▶ _SET TASK 1_: According to the pull request, what name does the existing gcm_gf_mult function receive internally?
▶ _SET TASK 2_: Please reproduce the passage of the pull request that begins at the words "CPU detection follows" and stops after "path is preferable.".
#### QUOTED PASSAGE
Optimize gcm_gf_mult using PCLMULQDQ and PMULL by sjlombardo · Pull Request #714 · libtom/libtomcrypt

sjlombardo · 2026-04-02T18:46:21Z

The current gcm_gf_mult table optimization is great for large payloads, but it is less well-suited for small ones. For example, encrypting the same total volume of data in 4 KB chunks vs. a single 1 MB message is 3-10x slower with the table-optimized gcm_gf_mult implementation. This creates a bottleneck for programs that process many small messages with different keys.

Unfortunately disabling LTC_GCM_TABLES introduces the reverse problem. It speeds things up considerably for small messages but degrades performance for larger ones.

Using hardware carry-less multiply solves these problems for both cases. This PR implements multiplication for GCM using Intel PCLMULQDQ on x86/x86_64 and PMULL on ARM AArch64. Benchmarking shows it is consistently 3-10x faster across messages between 1K and 4K. Hardware acceleration scales better under load, performs predictably regardless of payload size, and makes key setup faster. On balance, this eliminates the performance tradeoff. If there is interest, additional benchmark details can be provided.

Hardware support for this approach is extensive. The required instructions for x86/x86_64 have been around for over 10 years. Similarly, AArch64 support in ARMv8+crypto is available in all reasonably modern devices including most phones, desktops, and server hardware.

The core implementation is based on well-understood and referenced papers:

From Intel Carry-Less Multiplication Instruction and its Usage for Computing the GCM Mode (Gueron & Kounavis), algorithms 1 and 5 (the implementation follows the paper directly and is attributed in the source code comments)
From Implementing GCM on ARMv8 (Gouvea & Lopez), algorithms 3 and 5

In order to minimize changes, the existing gcm_gf_mult is renamed to gcm_gf_mult_sw internally and a very simple gcm_gf_mult dispatcher sits in front of it. It establishes whether there is hardware support and routes to the appropriate implementation or the software fallback. There are no public API changes to LibTomCrypt.

CPU detection follows the same pattern as the recent AES-NI work on develop using CPUID on x86/x86_64, getauxval on ARM Linux, and sysctlbyname on ARM Apple.

The new functions use __attribute__((target(...))) under GCC and Clang to avoid global -mpclmul or +crypto compiler flag changes to the makefile(s). Compile-time opt-out is possible with LTC_NO_GCM_PCLMUL or LTC_NO_GCM_PMULL. Both are disabled under LTC_NO_ASM. If neither of the previous macros is set then LTC_GCM_TABLES is automatically disabled since the intrinsic path is preferable.
########
#### RECORD SET
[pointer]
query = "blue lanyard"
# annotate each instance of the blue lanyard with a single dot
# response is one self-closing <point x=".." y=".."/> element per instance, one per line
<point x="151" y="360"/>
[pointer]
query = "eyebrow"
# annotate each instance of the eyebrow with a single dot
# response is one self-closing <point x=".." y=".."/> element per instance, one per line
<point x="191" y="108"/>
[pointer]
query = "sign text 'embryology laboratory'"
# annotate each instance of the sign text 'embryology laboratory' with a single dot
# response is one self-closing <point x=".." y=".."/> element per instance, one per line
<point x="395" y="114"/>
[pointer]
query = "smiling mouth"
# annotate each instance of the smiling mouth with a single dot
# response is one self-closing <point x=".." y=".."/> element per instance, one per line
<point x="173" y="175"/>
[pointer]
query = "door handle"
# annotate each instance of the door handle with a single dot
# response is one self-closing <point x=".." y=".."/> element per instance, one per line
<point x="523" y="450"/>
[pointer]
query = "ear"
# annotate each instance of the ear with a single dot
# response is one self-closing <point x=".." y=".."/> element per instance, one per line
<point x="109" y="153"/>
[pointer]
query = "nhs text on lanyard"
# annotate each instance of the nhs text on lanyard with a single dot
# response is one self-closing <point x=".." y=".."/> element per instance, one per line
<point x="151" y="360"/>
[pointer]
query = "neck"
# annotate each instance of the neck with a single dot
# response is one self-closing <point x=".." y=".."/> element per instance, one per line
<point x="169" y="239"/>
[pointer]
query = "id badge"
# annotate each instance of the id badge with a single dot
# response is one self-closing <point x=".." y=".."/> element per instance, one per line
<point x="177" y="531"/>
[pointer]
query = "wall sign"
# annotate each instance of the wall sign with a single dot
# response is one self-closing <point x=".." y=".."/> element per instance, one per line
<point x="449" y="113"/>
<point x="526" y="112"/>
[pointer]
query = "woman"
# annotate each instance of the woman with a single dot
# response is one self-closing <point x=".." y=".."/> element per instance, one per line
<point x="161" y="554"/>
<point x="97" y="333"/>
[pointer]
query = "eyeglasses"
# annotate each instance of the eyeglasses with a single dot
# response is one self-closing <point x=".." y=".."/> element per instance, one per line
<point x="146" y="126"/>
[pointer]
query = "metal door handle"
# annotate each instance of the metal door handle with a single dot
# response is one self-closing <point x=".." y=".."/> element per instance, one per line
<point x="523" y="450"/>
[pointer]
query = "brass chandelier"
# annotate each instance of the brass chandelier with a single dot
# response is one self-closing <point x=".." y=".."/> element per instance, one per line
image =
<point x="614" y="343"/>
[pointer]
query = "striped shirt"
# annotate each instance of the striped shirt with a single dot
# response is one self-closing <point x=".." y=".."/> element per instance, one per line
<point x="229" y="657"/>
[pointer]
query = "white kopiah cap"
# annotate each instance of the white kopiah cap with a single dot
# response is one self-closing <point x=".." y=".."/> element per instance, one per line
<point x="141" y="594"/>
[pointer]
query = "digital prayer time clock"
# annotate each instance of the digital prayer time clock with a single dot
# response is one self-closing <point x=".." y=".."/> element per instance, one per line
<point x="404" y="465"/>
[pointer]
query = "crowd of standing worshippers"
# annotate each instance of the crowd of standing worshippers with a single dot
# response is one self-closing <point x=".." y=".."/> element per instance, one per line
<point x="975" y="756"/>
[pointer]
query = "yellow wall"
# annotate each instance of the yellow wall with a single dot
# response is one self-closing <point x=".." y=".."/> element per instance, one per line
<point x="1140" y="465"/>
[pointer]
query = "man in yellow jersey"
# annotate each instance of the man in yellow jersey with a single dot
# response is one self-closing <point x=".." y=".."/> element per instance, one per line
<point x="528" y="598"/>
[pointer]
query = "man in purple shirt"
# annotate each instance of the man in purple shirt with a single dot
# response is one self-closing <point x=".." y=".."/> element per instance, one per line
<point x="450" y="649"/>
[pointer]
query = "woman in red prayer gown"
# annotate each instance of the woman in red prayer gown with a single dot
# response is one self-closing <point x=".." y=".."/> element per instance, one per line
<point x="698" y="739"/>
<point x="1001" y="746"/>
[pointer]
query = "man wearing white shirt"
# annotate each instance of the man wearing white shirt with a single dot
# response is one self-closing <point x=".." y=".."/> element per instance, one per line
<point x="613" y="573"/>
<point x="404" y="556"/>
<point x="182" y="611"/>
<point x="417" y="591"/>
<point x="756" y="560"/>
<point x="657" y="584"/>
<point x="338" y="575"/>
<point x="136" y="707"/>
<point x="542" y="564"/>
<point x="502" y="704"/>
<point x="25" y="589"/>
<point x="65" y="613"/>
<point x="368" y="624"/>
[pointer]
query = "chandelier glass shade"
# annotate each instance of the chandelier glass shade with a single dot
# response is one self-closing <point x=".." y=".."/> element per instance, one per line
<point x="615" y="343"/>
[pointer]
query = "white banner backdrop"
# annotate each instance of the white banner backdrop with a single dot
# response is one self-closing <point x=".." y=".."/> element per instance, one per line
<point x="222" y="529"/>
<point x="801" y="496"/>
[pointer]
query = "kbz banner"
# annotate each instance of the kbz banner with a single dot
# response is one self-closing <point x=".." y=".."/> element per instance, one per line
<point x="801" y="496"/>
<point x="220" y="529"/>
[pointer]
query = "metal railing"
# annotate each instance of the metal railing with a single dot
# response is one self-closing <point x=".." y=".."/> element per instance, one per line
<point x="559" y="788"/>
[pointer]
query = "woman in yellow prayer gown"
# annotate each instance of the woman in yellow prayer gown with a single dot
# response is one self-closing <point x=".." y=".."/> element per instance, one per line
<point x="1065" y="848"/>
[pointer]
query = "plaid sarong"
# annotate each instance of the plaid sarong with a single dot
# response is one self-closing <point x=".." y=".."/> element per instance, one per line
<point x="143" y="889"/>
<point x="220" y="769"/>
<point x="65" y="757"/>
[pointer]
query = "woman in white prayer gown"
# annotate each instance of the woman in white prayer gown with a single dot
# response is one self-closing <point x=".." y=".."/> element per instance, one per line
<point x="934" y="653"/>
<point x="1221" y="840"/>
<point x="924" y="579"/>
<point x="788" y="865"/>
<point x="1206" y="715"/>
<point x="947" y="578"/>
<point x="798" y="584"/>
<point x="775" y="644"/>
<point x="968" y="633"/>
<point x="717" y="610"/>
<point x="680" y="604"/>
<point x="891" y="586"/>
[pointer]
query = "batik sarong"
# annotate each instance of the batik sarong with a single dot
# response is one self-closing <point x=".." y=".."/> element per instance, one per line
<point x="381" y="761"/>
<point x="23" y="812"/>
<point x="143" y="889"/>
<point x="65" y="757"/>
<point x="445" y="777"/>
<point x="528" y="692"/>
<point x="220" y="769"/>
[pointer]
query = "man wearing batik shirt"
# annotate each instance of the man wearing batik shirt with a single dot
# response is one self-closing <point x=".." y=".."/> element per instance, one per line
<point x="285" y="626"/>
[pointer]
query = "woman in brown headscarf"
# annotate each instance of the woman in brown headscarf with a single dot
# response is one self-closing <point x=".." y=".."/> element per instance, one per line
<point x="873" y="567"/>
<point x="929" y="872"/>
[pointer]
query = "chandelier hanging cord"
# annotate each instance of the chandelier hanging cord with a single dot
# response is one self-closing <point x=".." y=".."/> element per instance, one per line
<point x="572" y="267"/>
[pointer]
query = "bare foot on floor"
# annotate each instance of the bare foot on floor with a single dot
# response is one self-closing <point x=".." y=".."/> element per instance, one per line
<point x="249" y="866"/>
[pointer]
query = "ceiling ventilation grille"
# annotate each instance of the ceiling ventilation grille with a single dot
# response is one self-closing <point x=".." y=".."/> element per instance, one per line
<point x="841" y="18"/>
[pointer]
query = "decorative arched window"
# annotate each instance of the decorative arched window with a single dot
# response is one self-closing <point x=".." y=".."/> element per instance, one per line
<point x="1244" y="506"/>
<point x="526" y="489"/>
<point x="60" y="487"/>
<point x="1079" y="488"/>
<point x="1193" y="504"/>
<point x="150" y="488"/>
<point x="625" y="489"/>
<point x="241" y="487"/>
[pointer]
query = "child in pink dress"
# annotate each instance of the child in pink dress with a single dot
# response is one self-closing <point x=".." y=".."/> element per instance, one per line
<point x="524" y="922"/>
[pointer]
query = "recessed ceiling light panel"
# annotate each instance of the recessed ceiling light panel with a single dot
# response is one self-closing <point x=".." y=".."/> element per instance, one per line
########
▶ _EXERCISE ANSWER 1_: It is renamed to gcm_gf_mult_sw.

▶ _EXERCISE ANSWER 2_:
CPU detection follows the same pattern as the recent AES-NI work on develop using CPUID on x86/x86_64, getauxval on ARM Linux, and sysctlbyname on ARM Apple.

The new functions use __attribute__((target(...))) under GCC and Clang to avoid global -mpclmul or +crypto compiler flag changes to the makefile(s). Compile-time opt-out is possible with LTC_NO_GCM_PCLMUL or LTC_NO_GCM_PMULL. Both are disabled under LTC_NO_ASM. If neither of the previous macros is set then LTC_GCM_TABLES is automatically disabled since the intrinsic path is preferable.